Problems –
1. According to the passage on corporate cash investment, how much may subscription financial data services cost?
2. Please copy the records exactly, starting with the line that contains "task | locate a point on every instance of the building" and going on through the last line of the records, both included.

Finally, the company may decide to hire a full-time investment manager, who would take responsibility for investing excess cash in coordination with the company's needs and guidelines. The investment management firm should give management periodic reports that provide a complete description of the instruments purchased, credit ratings, yield calculations, and perhaps accounting information, such as interest accruals, amortization, and accretion.
Outside money managers can be expensive. They typically charge from 0. 15 percent to 0.40 percent of the dollars managed, depending on the amount of money involved and the type of portfolio. But credit review services, analytical databases, reporting software, training, and other necessary investment services are not inexpensive, and management should be certain to include the costs of these services in deciding how to improve investment capabilities.
A number of excellent investment services are available. But because these services can be costly-and because they require considerable skill to be used effectively-they typically are appropriate only for the larger portfolios-those with $50 million or more.
Subscription financial data services give the corporate investor access to market prices and other data essential to the analysis of the relative values of the different instruments and yield curves. These services may cost between $600 and $1,500 a month. But with such a service, an experienced investor can fine-tune an investment decision and get a very competitive execution price.
Experienced corporate investors also need systems that give them the capability to compute yields quickly and accurately and to put into a single yield formula a number of different instruments-treasuries, government agencies, corporates, bank obligations, taxable equivalent yields for tax-exempt securities-in such a way that they are truly comparable.

Data to use –

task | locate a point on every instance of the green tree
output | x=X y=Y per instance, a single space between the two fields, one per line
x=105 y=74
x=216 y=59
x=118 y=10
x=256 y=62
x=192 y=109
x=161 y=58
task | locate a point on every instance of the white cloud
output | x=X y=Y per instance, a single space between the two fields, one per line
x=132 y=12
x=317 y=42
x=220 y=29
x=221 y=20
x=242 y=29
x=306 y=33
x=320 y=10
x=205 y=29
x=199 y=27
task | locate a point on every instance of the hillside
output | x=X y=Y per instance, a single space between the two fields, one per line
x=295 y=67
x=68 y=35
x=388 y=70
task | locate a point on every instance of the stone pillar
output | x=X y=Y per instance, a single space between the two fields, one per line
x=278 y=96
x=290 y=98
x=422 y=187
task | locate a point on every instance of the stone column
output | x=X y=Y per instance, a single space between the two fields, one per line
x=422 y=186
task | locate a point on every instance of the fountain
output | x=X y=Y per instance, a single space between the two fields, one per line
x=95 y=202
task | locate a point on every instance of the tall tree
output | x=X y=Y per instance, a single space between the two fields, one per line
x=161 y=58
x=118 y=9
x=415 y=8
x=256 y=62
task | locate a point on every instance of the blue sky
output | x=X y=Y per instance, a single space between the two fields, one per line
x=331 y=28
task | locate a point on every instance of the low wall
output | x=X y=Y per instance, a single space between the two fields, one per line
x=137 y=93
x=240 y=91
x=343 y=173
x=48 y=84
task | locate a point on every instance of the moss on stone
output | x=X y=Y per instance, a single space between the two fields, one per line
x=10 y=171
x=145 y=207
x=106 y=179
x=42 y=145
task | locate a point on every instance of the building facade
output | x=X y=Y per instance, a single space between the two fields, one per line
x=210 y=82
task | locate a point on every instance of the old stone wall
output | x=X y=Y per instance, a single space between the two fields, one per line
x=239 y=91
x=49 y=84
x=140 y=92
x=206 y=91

Outputs in order –
1. Between $600 and $1,500 a month.

2.
task | locate a point on every instance of the building facade
output | x=X y=Y per instance, a single space between the two fields, one per line
x=210 y=82
task | locate a point on every instance of the old stone wall
output | x=X y=Y per instance, a single space between the two fields, one per line
x=239 y=91
x=49 y=84
x=140 y=92
x=206 y=91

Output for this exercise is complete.